Brief: Rename "Mask list" to "Outline list" and give back the lines starting with the one that contains "request: draw the outline of every instance of the yellow" and going on through the end of the rows, leaving all else unchanged.

(Outline labeling records)
###

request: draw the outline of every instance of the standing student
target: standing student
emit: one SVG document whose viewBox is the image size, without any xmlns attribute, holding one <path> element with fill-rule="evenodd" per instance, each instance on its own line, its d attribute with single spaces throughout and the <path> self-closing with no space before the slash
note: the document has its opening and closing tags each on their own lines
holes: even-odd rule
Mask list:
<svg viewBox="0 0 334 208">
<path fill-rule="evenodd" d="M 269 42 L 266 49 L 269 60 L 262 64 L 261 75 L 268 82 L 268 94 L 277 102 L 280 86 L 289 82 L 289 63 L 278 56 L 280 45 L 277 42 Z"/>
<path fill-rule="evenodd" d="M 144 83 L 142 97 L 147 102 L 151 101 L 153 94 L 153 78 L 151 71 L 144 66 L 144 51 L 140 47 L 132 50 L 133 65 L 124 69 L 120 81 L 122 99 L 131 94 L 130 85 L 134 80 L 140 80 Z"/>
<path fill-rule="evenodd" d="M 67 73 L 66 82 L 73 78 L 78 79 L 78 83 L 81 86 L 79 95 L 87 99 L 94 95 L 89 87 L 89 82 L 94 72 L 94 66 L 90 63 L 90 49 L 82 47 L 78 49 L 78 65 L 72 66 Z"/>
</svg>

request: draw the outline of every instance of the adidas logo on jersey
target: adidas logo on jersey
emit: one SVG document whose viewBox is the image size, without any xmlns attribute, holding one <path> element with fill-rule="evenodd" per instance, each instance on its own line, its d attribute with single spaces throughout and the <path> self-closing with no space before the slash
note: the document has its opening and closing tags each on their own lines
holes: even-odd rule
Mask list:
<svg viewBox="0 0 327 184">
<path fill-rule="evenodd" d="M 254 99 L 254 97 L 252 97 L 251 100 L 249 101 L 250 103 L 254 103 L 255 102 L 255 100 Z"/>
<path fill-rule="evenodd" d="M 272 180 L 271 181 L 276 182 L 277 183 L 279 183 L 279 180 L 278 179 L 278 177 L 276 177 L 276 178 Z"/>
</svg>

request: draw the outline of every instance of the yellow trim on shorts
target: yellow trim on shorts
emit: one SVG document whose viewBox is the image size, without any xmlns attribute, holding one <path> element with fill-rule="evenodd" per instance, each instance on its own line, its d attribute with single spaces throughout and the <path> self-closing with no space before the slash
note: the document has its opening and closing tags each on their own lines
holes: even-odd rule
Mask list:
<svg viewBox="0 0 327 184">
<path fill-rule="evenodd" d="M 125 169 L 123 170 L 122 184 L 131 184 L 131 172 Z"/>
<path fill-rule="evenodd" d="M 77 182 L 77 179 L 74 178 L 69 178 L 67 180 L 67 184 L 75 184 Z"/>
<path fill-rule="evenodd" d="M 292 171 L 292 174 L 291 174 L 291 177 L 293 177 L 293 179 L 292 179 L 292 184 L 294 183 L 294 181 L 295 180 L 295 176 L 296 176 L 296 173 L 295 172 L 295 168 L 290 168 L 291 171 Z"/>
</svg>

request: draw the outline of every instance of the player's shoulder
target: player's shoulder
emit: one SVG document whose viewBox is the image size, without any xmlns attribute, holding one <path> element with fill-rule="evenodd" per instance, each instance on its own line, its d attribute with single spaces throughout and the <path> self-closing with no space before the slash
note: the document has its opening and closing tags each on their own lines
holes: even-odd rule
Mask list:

###

Solved exercise:
request: draw the outline of every instance of the yellow trim on shorts
target: yellow trim on shorts
emit: one SVG document whose viewBox is the image size, without any xmlns attribute, holding one <path> element with fill-rule="evenodd" per instance, each instance on its own line, its d attribute with single spaces throughout and the <path> self-closing with no space before the slash
note: the document has its opening and closing tags each on their own lines
holes: even-odd rule
Outline list:
<svg viewBox="0 0 327 184">
<path fill-rule="evenodd" d="M 125 169 L 123 170 L 122 184 L 131 184 L 131 172 Z"/>
<path fill-rule="evenodd" d="M 77 182 L 77 179 L 74 178 L 69 178 L 67 180 L 67 184 L 75 184 Z"/>
<path fill-rule="evenodd" d="M 292 171 L 292 174 L 291 174 L 291 177 L 293 177 L 293 179 L 292 179 L 292 184 L 294 183 L 294 181 L 295 180 L 295 176 L 296 176 L 296 173 L 295 172 L 295 168 L 290 168 L 291 171 Z"/>
</svg>

request: draw the outline of every instance of the player's shoulder
target: player's shoulder
emit: one SVG document whose viewBox is the image size, without any xmlns attribute, holding one <path> element with fill-rule="evenodd" per instance, each instance on its own line, its d attribute with single spaces throughout and the <path> self-closing with no space before the slash
note: the document has its opening and closing tags each on their own lines
holes: even-odd rule
Outline list:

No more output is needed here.